All records below are to be repeated precisely, with nothing added.

(Point-per-instance localization data)
+ + + + +
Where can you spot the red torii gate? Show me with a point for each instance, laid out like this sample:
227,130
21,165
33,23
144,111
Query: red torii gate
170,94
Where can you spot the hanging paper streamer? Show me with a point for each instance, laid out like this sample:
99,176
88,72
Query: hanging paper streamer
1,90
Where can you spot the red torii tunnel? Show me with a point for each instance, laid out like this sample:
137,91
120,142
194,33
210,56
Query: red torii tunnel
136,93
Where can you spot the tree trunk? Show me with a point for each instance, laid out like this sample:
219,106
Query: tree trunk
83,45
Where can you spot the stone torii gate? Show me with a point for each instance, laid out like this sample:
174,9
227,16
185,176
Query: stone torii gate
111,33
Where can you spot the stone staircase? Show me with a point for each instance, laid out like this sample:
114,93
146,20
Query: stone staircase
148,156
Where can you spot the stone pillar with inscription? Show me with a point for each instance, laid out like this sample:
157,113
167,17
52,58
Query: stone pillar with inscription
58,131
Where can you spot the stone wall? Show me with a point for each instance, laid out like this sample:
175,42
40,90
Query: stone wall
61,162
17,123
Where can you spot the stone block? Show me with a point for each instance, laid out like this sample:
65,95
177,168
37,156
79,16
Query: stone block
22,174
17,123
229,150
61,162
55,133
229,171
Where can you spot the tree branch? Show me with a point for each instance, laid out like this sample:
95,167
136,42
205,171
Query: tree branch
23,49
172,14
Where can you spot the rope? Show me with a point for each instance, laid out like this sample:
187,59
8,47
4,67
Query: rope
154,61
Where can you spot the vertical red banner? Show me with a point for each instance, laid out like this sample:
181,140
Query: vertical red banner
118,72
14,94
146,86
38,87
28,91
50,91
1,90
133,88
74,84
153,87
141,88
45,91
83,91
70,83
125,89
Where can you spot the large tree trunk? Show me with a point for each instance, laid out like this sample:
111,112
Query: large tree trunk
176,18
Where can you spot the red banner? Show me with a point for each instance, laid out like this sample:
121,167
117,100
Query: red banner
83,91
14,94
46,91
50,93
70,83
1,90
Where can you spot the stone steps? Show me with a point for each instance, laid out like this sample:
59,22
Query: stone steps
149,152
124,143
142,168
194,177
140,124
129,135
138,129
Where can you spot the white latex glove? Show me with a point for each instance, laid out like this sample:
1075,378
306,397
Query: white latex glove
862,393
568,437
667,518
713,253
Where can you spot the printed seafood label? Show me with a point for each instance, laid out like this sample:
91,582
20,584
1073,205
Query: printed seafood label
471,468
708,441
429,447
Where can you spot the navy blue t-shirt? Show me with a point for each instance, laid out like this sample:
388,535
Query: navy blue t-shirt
+ + + + +
* **Task result**
Where can you spot the red torii gate? Show me with a point for each instance, laid out like this sample:
227,130
21,165
33,23
144,111
Query: red torii gate
170,94
Where can you spot the hanging paper streamer? Show me with a point for each instance, laid out like this sample:
99,176
88,72
Query: hanging paper streamer
1,90
Where can you spot the red torii tunnel? Show me with a point for each instance, laid out like this sample:
137,91
120,142
194,33
210,56
Query: red torii tunnel
136,93
Where can you spot the tree trunk? Show me with a point for each instance, laid out like this sample:
219,106
Query: tree trunk
83,45
Where can you spot the stone torii gate? Show me with a point for each instance, laid out like this sample:
174,9
227,16
185,176
Query: stone torii gate
111,33
Where can you spot the stone staircase? Show me with a point for each instance, laid out like this sample:
114,93
146,20
Query: stone staircase
148,156
Where can you spot the stone pillar with inscription? Show me with a point for each instance, laid out like this sample:
157,113
167,17
52,58
Query: stone pillar with inscription
58,131
Where can you spot the stone wall? Show me with a point for each instance, laid out like this sample:
175,42
40,90
Query: stone wall
61,162
17,123
Where can you spot the stone block? Show me with a point for each instance, laid out like this sample:
65,95
177,168
37,156
79,16
Query: stone block
22,174
17,123
229,150
61,162
55,133
229,171
Where can you spot the tree branch? Show me with a point for each instance, laid out like this sample:
95,167
136,42
205,171
Query: tree branch
23,49
172,14
Where can you spot the rope? Show me with a point for each instance, laid out like this sample:
187,59
8,47
4,67
Query: rope
154,61
Where can you spot the vertical red banner? Show me with a point for each instance, laid out like this sample:
181,140
Query: vertical red banner
118,72
14,94
146,86
38,87
28,91
50,91
1,90
133,88
74,84
153,87
141,88
45,91
83,91
70,83
125,89
Where can you spot the large tree trunk? Show me with a point for each instance, laid out like this sample:
111,112
Query: large tree trunk
176,18
Where can you spot the red banner? Show me with a point for each instance, laid out like this sample:
121,167
117,100
Query: red banner
83,91
14,94
46,91
50,93
70,83
1,90
Where can you spot the stone steps? Show me with a point for each instance, laid out like this sample:
59,22
Query: stone steps
149,152
124,143
142,168
194,177
140,124
129,135
138,129
Where can you spot the white latex glove? Show me with a point for each instance, laid out like this sample:
1075,378
306,397
Query: white latex glove
862,393
568,437
667,518
713,253
Where can you spot the printed seafood label? Show me with a point for each instance, laid out like this sample:
91,582
20,584
1073,205
Query: printed seafood label
471,468
708,441
429,447
Where can you spot the navy blue t-shirt? Show me with a point for each instance, laid out like this sample:
388,535
Query: navy blue t-shirt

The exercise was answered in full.